* _EXERCISE PROMPT_:
Keep every line in which "green" occurs and drop the rest of the data.

--- DATASET RECORDS ---

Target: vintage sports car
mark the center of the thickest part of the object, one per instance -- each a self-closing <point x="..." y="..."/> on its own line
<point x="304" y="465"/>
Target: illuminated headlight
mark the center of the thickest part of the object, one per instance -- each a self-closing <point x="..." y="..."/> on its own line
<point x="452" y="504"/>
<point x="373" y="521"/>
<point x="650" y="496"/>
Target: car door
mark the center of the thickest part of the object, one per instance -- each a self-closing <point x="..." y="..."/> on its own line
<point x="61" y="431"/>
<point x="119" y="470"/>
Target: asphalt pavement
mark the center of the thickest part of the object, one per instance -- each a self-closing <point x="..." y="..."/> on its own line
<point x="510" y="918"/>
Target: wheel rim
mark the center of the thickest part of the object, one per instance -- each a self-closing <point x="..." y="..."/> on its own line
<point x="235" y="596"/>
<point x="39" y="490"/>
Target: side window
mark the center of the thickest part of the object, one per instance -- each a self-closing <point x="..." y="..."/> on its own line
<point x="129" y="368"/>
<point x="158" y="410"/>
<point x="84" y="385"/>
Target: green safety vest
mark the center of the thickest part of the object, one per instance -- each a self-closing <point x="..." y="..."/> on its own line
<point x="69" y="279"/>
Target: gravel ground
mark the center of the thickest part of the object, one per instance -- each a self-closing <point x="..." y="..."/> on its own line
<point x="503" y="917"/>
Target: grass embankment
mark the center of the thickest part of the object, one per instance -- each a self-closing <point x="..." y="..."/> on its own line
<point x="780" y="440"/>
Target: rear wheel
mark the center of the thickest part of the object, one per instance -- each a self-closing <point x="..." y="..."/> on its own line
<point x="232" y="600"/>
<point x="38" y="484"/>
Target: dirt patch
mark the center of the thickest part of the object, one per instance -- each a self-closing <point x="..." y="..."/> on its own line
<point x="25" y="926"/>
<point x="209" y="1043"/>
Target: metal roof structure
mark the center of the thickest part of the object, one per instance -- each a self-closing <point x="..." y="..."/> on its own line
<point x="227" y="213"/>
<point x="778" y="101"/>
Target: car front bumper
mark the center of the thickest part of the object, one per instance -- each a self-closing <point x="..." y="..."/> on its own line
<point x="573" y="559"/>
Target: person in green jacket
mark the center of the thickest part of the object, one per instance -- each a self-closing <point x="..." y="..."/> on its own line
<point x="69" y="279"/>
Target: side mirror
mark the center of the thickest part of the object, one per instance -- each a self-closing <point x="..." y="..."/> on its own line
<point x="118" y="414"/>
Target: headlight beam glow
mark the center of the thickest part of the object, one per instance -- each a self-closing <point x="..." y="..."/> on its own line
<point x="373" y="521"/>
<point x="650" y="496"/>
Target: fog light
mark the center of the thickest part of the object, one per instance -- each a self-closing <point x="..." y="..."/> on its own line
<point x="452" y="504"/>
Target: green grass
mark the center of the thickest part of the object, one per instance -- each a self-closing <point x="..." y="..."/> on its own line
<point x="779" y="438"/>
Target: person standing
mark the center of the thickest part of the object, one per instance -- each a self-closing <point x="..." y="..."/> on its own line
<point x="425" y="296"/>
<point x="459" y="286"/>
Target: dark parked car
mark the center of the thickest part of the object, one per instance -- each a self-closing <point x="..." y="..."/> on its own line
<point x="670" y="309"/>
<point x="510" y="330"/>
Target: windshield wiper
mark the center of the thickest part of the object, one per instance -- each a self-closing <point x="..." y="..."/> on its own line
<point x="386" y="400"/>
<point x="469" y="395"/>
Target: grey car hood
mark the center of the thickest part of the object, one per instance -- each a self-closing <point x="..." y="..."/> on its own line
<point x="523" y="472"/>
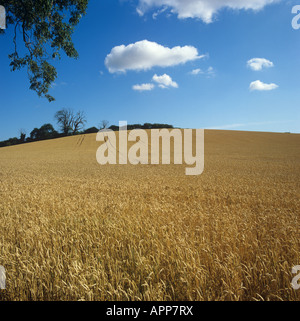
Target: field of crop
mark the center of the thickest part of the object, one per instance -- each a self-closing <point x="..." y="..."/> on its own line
<point x="71" y="229"/>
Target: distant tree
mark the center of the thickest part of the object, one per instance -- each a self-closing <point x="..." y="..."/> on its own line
<point x="45" y="28"/>
<point x="69" y="122"/>
<point x="91" y="130"/>
<point x="103" y="124"/>
<point x="64" y="120"/>
<point x="22" y="135"/>
<point x="78" y="122"/>
<point x="45" y="132"/>
<point x="34" y="135"/>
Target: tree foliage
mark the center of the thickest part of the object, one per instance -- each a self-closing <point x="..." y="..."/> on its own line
<point x="45" y="27"/>
<point x="70" y="122"/>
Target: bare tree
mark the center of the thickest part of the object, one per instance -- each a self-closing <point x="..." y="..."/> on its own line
<point x="69" y="122"/>
<point x="22" y="135"/>
<point x="78" y="121"/>
<point x="103" y="124"/>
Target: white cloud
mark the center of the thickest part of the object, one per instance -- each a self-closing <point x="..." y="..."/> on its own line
<point x="164" y="81"/>
<point x="144" y="55"/>
<point x="143" y="87"/>
<point x="196" y="72"/>
<point x="259" y="63"/>
<point x="210" y="72"/>
<point x="260" y="86"/>
<point x="203" y="9"/>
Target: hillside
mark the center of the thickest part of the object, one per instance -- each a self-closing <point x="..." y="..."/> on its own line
<point x="72" y="229"/>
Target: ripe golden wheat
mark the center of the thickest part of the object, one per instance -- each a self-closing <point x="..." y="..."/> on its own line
<point x="71" y="229"/>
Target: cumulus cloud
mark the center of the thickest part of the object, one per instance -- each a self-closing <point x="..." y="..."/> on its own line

---

* _SOLUTION FOR THIS TASK_:
Target: green safety vest
Target: person in green jacket
Target: green grass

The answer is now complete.